CORAÇÃO TORTURADO
Emilio Fernández, Bugambilia, México, 1944

A partir do amor impossível e proibido entre Amalita de los Robles (Dolores Del Rio), filha mimada do poderoso caudilho Dom Fernando (Julio Villarreal), e o capataz Ricardo Rojas (Pedro Armendáriz), em pleno México do século XIX, Emilio "Indio" Fernandez, antes de construir, em Coração Torturado, o simples melodrama de época pautado sobre as disparidades sociais que afligem os amantes, adentra, como sugere a possível relação incestuosa do patriarca com sua herdeira, na tragédia e na loucura de uma elite social corrupta e decadente que consome a si mesma.

Em Coração Torturado, Emilio Fernandez se desnuda da roupagem consagrada de seus melodramas, estabelecida em filmes como Maria Candelária: ao contrário das áreas rurais, cenários urbanos; ao invés da classe pobre e marginalizada indígena, a casta criolla que domina a política e a economia mexicana desde o período colonial. Na sociedade cindida que se representa na tela, onde brancos e índios, ricos e pobres, exploradores e explorados se digladiam, a única ameaça concreta ao poder exercido pelos senhores da terra não se encontra na quase inexistente capacidade de luta e de mobilização das camadas populares, há séculos humilhadas, mas na própria devassidão da elite que, cega e insensível às demandas sociais, caminha rumo à autodestruição, pois não se preocupa com nada além do imediato dia-a-dia das suntuosas mansões em que habita, isolada do restante do mundo.

A paixão de Amalita de los Robles pelo capataz Ricardo Rojas – encontro forçado pelo desabamento da mina que, ao soterrar os trabalhadores, gera animosidade contra Dom Fernando –, assim, não se constitui sozinha no motivo principal dos acontecimentos em Coração Torturado, mas sim em uma das pontas do triângulo amoroso que, por sua vez, propicia o desenrolar trágico da narrativa, bem como o subtexto que abarca o declínio moral das ricas famílias dos hacienderos, criollos (brancos, descendentes de espanhóis e nascidos na América) que detêm o poder no México já durante a administração colonial. Não é o amor paternal que leva Dom Fernando a controlar a vida amorosa da filha: trata-se, na verdade, do ciúme doentio (que aproxima Coração Torturado de O Alucinado, de Luís Buñuel) enquanto amante preterido que o impulsiona ao assassinato de Rojas, seu concorrente.

Conjunto de tarefas:
1 – Resuma em duas frases o texto sobre Coração Torturado.
2 – Transcreva do texto sobre Coração Torturado o trecho que vai de "A partir do" até "a si mesma.".
3 – Segundo o texto sobre Coração Torturado, que acontecimento força o encontro entre Amalita de los Robles e Ricardo Rojas?

Informações fornecidas:

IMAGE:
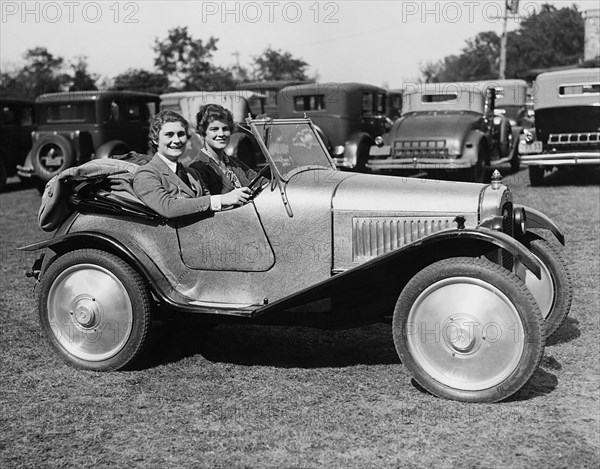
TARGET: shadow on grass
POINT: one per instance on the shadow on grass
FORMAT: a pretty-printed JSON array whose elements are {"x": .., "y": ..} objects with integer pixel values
[
  {"x": 286, "y": 347},
  {"x": 565, "y": 333},
  {"x": 14, "y": 184}
]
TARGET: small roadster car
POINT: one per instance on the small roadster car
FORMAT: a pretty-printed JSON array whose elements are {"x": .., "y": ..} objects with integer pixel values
[{"x": 471, "y": 291}]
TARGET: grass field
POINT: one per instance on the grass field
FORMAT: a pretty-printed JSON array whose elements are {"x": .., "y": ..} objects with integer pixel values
[{"x": 250, "y": 396}]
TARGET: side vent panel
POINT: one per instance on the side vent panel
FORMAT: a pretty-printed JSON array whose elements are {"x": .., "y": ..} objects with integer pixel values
[{"x": 372, "y": 237}]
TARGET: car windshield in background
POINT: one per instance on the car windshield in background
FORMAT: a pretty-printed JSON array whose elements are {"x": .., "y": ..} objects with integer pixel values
[{"x": 293, "y": 145}]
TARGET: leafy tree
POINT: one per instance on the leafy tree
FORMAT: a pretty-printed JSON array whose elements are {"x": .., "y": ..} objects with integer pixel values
[
  {"x": 549, "y": 38},
  {"x": 82, "y": 79},
  {"x": 277, "y": 65},
  {"x": 141, "y": 80},
  {"x": 42, "y": 73},
  {"x": 187, "y": 62}
]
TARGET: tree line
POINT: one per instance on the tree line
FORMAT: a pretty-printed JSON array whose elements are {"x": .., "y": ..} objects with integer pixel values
[
  {"x": 181, "y": 63},
  {"x": 549, "y": 38}
]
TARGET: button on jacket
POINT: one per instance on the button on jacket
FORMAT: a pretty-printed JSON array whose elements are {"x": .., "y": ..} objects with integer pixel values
[{"x": 165, "y": 193}]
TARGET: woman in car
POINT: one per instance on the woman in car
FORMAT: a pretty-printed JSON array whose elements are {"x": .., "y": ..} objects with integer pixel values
[
  {"x": 165, "y": 185},
  {"x": 221, "y": 173}
]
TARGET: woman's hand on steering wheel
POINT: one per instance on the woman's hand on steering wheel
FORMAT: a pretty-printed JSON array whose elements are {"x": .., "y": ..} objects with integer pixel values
[{"x": 254, "y": 185}]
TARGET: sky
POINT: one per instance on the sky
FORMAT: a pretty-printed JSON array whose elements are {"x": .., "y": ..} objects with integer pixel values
[{"x": 377, "y": 42}]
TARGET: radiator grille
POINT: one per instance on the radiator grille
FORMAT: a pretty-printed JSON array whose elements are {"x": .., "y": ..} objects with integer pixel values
[
  {"x": 421, "y": 148},
  {"x": 372, "y": 237},
  {"x": 583, "y": 138}
]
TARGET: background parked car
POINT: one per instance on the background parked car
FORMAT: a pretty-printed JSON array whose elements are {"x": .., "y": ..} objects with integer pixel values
[
  {"x": 241, "y": 103},
  {"x": 567, "y": 119},
  {"x": 348, "y": 116},
  {"x": 447, "y": 127},
  {"x": 16, "y": 124},
  {"x": 270, "y": 89},
  {"x": 78, "y": 126}
]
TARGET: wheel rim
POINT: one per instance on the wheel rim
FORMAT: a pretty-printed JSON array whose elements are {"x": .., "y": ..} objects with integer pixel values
[
  {"x": 465, "y": 333},
  {"x": 542, "y": 289},
  {"x": 51, "y": 157},
  {"x": 90, "y": 312}
]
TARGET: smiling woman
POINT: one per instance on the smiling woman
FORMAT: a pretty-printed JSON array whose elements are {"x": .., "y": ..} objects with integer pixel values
[{"x": 165, "y": 185}]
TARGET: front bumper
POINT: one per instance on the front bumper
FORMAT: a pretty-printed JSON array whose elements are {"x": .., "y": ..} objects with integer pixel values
[{"x": 562, "y": 159}]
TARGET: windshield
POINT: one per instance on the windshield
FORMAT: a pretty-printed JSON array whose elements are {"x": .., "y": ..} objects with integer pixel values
[{"x": 292, "y": 144}]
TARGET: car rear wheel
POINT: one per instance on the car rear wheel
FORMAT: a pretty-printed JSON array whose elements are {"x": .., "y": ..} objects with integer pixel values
[
  {"x": 94, "y": 309},
  {"x": 554, "y": 291},
  {"x": 51, "y": 155},
  {"x": 536, "y": 175},
  {"x": 469, "y": 330}
]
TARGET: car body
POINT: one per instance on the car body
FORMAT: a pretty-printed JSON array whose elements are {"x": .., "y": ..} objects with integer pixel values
[
  {"x": 270, "y": 89},
  {"x": 315, "y": 246},
  {"x": 567, "y": 117},
  {"x": 394, "y": 103},
  {"x": 241, "y": 103},
  {"x": 348, "y": 117},
  {"x": 446, "y": 127},
  {"x": 16, "y": 125},
  {"x": 78, "y": 126}
]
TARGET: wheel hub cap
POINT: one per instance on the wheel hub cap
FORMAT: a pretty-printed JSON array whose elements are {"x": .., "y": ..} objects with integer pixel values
[{"x": 86, "y": 312}]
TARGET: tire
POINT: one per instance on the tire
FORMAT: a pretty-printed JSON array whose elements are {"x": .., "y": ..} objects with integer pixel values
[
  {"x": 92, "y": 328},
  {"x": 443, "y": 325},
  {"x": 554, "y": 291},
  {"x": 536, "y": 175},
  {"x": 51, "y": 155},
  {"x": 362, "y": 155}
]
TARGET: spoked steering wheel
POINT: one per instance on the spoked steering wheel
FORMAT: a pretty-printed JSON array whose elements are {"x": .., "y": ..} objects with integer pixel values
[{"x": 254, "y": 185}]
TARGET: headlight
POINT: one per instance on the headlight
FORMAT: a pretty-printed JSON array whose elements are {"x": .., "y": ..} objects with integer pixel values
[
  {"x": 519, "y": 221},
  {"x": 338, "y": 150}
]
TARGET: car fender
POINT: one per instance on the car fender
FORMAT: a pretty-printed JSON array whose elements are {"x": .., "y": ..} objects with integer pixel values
[
  {"x": 473, "y": 242},
  {"x": 471, "y": 146},
  {"x": 536, "y": 219},
  {"x": 159, "y": 284},
  {"x": 107, "y": 149}
]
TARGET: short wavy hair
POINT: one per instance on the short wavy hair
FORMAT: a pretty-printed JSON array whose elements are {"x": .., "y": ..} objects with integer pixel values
[
  {"x": 212, "y": 112},
  {"x": 158, "y": 120}
]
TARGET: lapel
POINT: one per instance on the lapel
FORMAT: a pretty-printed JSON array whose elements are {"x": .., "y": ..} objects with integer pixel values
[
  {"x": 225, "y": 181},
  {"x": 173, "y": 179}
]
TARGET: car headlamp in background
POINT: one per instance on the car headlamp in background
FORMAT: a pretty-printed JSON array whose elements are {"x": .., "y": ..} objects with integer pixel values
[{"x": 338, "y": 150}]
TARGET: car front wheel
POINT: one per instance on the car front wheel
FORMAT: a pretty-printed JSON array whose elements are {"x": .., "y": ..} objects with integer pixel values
[
  {"x": 95, "y": 310},
  {"x": 468, "y": 330},
  {"x": 554, "y": 291}
]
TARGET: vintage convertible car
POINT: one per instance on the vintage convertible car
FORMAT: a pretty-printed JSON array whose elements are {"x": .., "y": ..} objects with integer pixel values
[{"x": 472, "y": 293}]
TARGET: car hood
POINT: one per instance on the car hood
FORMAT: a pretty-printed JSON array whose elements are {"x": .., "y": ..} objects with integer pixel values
[
  {"x": 401, "y": 195},
  {"x": 450, "y": 127},
  {"x": 373, "y": 214}
]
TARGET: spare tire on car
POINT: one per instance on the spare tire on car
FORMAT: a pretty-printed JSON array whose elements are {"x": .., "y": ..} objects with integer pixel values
[{"x": 51, "y": 154}]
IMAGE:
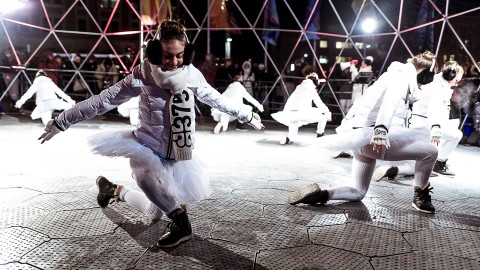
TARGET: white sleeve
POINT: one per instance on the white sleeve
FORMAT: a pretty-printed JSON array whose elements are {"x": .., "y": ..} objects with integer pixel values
[
  {"x": 210, "y": 96},
  {"x": 30, "y": 92},
  {"x": 318, "y": 102}
]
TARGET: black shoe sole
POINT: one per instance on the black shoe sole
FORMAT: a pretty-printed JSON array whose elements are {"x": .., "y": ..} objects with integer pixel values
[
  {"x": 422, "y": 210},
  {"x": 178, "y": 242},
  {"x": 297, "y": 196},
  {"x": 101, "y": 202}
]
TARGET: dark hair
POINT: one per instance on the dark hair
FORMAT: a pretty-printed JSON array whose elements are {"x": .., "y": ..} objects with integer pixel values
[{"x": 171, "y": 29}]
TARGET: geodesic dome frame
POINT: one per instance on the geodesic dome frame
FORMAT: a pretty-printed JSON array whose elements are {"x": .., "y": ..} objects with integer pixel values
[{"x": 405, "y": 28}]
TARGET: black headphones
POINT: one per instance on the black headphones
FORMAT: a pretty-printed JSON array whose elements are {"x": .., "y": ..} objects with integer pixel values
[
  {"x": 153, "y": 50},
  {"x": 426, "y": 76},
  {"x": 451, "y": 73}
]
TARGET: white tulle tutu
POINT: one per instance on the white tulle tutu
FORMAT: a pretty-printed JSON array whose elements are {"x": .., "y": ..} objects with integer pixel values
[
  {"x": 187, "y": 180},
  {"x": 298, "y": 118},
  {"x": 216, "y": 114},
  {"x": 355, "y": 139},
  {"x": 48, "y": 105}
]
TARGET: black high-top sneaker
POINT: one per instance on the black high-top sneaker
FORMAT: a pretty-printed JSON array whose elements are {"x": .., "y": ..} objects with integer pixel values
[
  {"x": 106, "y": 191},
  {"x": 441, "y": 167},
  {"x": 180, "y": 229},
  {"x": 422, "y": 201},
  {"x": 311, "y": 194}
]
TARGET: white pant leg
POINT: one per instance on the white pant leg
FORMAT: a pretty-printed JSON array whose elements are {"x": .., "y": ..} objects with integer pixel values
[
  {"x": 322, "y": 123},
  {"x": 362, "y": 171},
  {"x": 224, "y": 119},
  {"x": 146, "y": 170},
  {"x": 424, "y": 153},
  {"x": 46, "y": 117},
  {"x": 451, "y": 136},
  {"x": 139, "y": 201},
  {"x": 293, "y": 132},
  {"x": 406, "y": 168},
  {"x": 345, "y": 104}
]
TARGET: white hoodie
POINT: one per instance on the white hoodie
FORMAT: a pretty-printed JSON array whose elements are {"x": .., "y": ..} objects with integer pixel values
[{"x": 387, "y": 97}]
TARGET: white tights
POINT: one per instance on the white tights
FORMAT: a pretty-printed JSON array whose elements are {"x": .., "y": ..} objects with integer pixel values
[{"x": 364, "y": 160}]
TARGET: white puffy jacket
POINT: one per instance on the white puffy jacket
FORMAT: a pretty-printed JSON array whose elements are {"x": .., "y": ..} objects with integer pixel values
[
  {"x": 378, "y": 106},
  {"x": 153, "y": 127}
]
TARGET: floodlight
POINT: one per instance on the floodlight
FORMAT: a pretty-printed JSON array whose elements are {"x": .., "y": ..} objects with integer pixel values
[{"x": 369, "y": 25}]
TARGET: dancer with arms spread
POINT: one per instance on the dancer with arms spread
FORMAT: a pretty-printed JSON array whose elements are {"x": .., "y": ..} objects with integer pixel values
[{"x": 160, "y": 148}]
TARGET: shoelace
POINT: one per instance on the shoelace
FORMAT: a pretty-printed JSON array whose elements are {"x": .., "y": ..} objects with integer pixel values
[{"x": 424, "y": 194}]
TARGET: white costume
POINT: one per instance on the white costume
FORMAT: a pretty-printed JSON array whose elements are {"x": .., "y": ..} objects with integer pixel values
[
  {"x": 47, "y": 99},
  {"x": 235, "y": 92},
  {"x": 248, "y": 76},
  {"x": 298, "y": 110},
  {"x": 433, "y": 108},
  {"x": 386, "y": 99},
  {"x": 165, "y": 180},
  {"x": 358, "y": 88},
  {"x": 130, "y": 110}
]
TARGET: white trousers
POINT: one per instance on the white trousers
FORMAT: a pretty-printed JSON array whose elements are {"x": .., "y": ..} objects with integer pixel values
[
  {"x": 293, "y": 128},
  {"x": 364, "y": 160},
  {"x": 451, "y": 135}
]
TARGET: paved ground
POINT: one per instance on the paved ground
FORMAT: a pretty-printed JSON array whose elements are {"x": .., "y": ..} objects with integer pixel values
[{"x": 50, "y": 220}]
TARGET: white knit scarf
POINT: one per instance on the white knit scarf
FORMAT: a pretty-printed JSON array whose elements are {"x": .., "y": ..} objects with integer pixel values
[{"x": 182, "y": 114}]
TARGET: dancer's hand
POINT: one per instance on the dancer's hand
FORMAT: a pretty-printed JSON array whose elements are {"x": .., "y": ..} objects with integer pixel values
[
  {"x": 380, "y": 138},
  {"x": 50, "y": 130},
  {"x": 435, "y": 135},
  {"x": 255, "y": 122}
]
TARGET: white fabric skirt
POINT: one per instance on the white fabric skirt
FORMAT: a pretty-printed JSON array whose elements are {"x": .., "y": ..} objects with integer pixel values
[
  {"x": 298, "y": 118},
  {"x": 187, "y": 180},
  {"x": 49, "y": 105},
  {"x": 216, "y": 114},
  {"x": 355, "y": 139}
]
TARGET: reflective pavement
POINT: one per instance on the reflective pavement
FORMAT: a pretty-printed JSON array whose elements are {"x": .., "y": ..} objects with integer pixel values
[{"x": 50, "y": 219}]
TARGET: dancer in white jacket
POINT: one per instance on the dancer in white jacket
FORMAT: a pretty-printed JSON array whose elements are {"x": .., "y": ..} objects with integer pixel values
[
  {"x": 431, "y": 113},
  {"x": 130, "y": 110},
  {"x": 359, "y": 88},
  {"x": 160, "y": 149},
  {"x": 374, "y": 137},
  {"x": 48, "y": 98},
  {"x": 298, "y": 110},
  {"x": 235, "y": 92}
]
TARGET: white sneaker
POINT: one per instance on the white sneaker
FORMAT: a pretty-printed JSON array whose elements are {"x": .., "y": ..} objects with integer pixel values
[
  {"x": 217, "y": 128},
  {"x": 385, "y": 171}
]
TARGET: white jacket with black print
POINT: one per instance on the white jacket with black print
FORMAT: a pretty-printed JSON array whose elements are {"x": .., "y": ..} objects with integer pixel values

Respostas das tarefas:
1 – Em Coração Torturado, de 1944, Emilio Fernández parte do amor proibido entre Amalita de los Robles, filha do caudilho Dom Fernando, e o capataz Ricardo Rojas para retratar a decadência de uma elite criolla corrupta que caminha rumo à autodestruição. Essa paixão é apenas uma das pontas de um triângulo amoroso, já que é o ciúme doentio de Dom Fernando, e não o amor paternal, que o leva a assassinar Rojas.

2 –
A partir do amor impossível e proibido entre Amalita de los Robles (Dolores Del Rio), filha mimada do poderoso caudilho Dom Fernando (Julio Villarreal), e o capataz Ricardo Rojas (Pedro Armendáriz), em pleno México do século XIX, Emilio "Indio" Fernandez, antes de construir, em Coração Torturado, o simples melodrama de época pautado sobre as disparidades sociais que afligem os amantes, adentra, como sugere a possível relação incestuosa do patriarca com sua herdeira, na tragédia e na loucura de uma elite social corrupta e decadente que consome a si mesma.

3 – O desabamento da mina, que soterra os trabalhadores.